*Page extract:*
────────────────────

PCR amplification of the GAPDH promoter (GenBank accession no. J04038) was performed using the following primers:

primer 1 (nt 827–851), 5′-TAGTGTCCTGCTGCCCACAGTCCAG-3′,

primer 2 (nt 1168–1187), 5′-GGCGACGCAAAAGAAGATGC-3′.

Both PCRs were performed under the following conditions: 95°C for 4 min followed by 40 cycles of 95°C for 1 min, 68°C for 1 min and 72°C for 2 min and ending with a final extension of 72°C for 5 min. PCR products were size fractionated on a 3% TBE agarose gel, stained with ethidium bromide, and visualized on the Eagle Eye II Still Video System (Stratagene, La Jolla, CA).

Chromatin accessibility assays of the BRCA1 5′ region

Chromatin accessibility assays were performed as previously described (5) with minor modifications. Twenty million cells were washed twice with 1× PBS, gently scraped and collected by centrifugation. Nuclei were extracted by resuspension of cells in ice cold 1× RSB (10 mM Tris–HCl pH 8, 3 mM MgCl₂, 10 mM NaCl, 0.05% NP-40). The nuclei were collected by centrifugation, resuspended in appropriate 1× restriction endonuclease buffer, and divided into four aliquots of 200 µl/aliquot. Zero, 25, 75, or 225 U of either EcoRI or SstI (Gibco BRL) was added to the nuclei and incubated at 37°C for 15 min. Genomic DNA was isolated using the QIAamp Tissue Kit (Qiagen) and 7.5 µg of this DNA was digested with 25 U of BamHI (Gibco BRL). Following phenol/chloroform extractions, the DNA was size-fractionated on a 1% TBE agarose gel and capillary transferred onto a 0.45 µm pore size Nytran Plus membrane (Schleicher and Schuell, Keene, NH). The membranes were hybridized with a probe generated from –564 to –204 of the BRCA1 5′ region and ³²P-labeled using the random primer method. Membranes were washed once in 2× SSC–0.5% SDS for 30 min at room temperature followed by two washes at 62°C for 30 min in a 0.1% SSC–0.5% SDS solution. Results were visualized by autoradiography.

────────────────────

*Required action A:* Reproduce the methods text from "PCR amplification of" to "(nt 1168–1187), 5′-GGCGACGCAAAAGAAGATGC-3′.".
*Required action B:*
Decide whether each statement agrees with the methods text. Answer yes or no for each, and quote the words of the text that decide it.
(i) The PCR products were separated on a 3% TBE agarose gel.
(ii) For the chromatin accessibility assays, the nuclei were divided into three aliquots.
(iii) After isolation, the genomic DNA was digested with 25 U of EcoRI.
*Required action C:* Continue the methods text from its last sentence.

────────────────────

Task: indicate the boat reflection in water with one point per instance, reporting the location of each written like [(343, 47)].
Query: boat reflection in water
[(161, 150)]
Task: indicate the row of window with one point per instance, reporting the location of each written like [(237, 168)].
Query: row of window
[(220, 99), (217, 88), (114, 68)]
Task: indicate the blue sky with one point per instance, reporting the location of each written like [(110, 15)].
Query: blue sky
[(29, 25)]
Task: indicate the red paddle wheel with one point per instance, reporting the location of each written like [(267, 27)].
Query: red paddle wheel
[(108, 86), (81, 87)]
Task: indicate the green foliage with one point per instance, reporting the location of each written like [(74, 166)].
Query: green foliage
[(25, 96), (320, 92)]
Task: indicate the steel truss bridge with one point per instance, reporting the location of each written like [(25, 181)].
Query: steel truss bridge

────────────────────

*Task result A:*
PCR amplification of the GAPDH promoter (GenBank accession no. J04038) was performed using the following primers:

primer 1 (nt 827–851), 5′-TAGTGTCCTGCTGCCCACAGTCCAG-3′,

primer 2 (nt 1168–1187), 5′-GGCGACGCAAAAGAAGATGC-3′.

*Task result B:*
(i) Yes: "PCR products were size fractionated on a 3% TBE agarose gel"
(ii) No: "divided into four aliquots of 200 µl/aliquot"
(iii) No: "7.5 µg of this DNA was digested with 25 U of BamHI (Gibco BRL)"

*Task result C:*
RESULTS

5-methylcytosine map of the BRCA1 5′ region

We developed an in vitro model of study using normal cells and sporadic breast cancer cells with known levels of BRCA1 transcript to produce a 1.4 kb 5-methylcytosine map of the BRCA1 5′ CpG island. The cell types used to generate this 5-methylcytosine map were the BRCA1-positive normal HMEC, BRCA1-negative normal human PBL, normal HFF and the BRCA1-positive MCF7 and BRCA1-negative UACC3199 human sporadic breast cancer cell lines (19). The presence of 5-methylcytosine in the 1.4 kb sequence of the BRCA1 5′ region was determined by bisulfite sequencing of two separate PCR amplicons. The first nested PCR amplification contained 30 CpG dinucleotides and extended from –591 to +66 relative to the BRCA1 transcription start site. The second nested PCR amplification was the BRCA1 5′ upstream region which contained 45 CpG dinucleotides and extended from –1369 to –567. Clones from each cell type were analyzed to create a high resolution 5-methylcytosine map of the BRCA1 5′ region as illustrated in Figure 1. The sequence information obtained for each cell type was compared to the known BRCA1 sequence to determine the frequency of 5-methylcytosine for each CpG dinucleotide.

The five cell types analyzed were densely methylated in the 5′ region upstream of –728. In contrast, 5-methylcytosine was absent in all normal cells and the BRCA1-positive MCF7 cells downstream of –728 suggesting that this non-methylated domain is the functional 5′ regulatory region of the BRCA1 CpG island. Unlike the other cell types, the BRCA1-negative UACC3199 cells were completely methylated downstream of –728. The aberrant cytosine methylation of the BRCA1 promoter in UACC3199 is associated with an observed 10-fold decrease in BRCA1 transcript compared to HMEC (19). These results indicate that aberrant cytosine methylation of the BRCA1 promoter is associated with transcriptional repression of BRCA1.

Aberrant cytosine methylation of the BRCA1 promoter is associated with histone H3 and H4 hypoacetylation

To determine if aberrant cytosine methylation of the BRCA1 promoter was associated with histone hypoacetylation, chromatin immunoprecipitations of UACC3199, MCF7 and HMEC were performed using acetyl-histone H3 and H4 antibodies. Following chromatin immunoprecipitations, the acetyl-histone H3 and H4 enriched fraction of genomic DNA was purified and isolated. The enriched DNA was analyzed by PCR for the presence of the BRCA1 promoter (from –232 to +198), as well as the constitutively active GAPDH promoter (from –311 to +50).

Figure 2A shows the results of one of the acetyl-histone H3 immunoprecipitation experiments. The acetyl-histone H3 enriched genomic DNA from the methylated BRCA1-negative UACC3199 cells failed to amplify the 429 bp BRCA1 PCR product compared to the non-methylated BRCA1-positive HMEC and MCF7 cells as seen in the +H3 Ab lanes. The BRCA1 PCR product was not amplified in the no acetyl-histone H3 antibody control (–H3 Ab lanes), but was amplified in the genomic DNA positive control in all cell types analyzed. As expected, each cell line had acetylated histone H3 associated with the constitutively expressed GAPDH CpG island promoter.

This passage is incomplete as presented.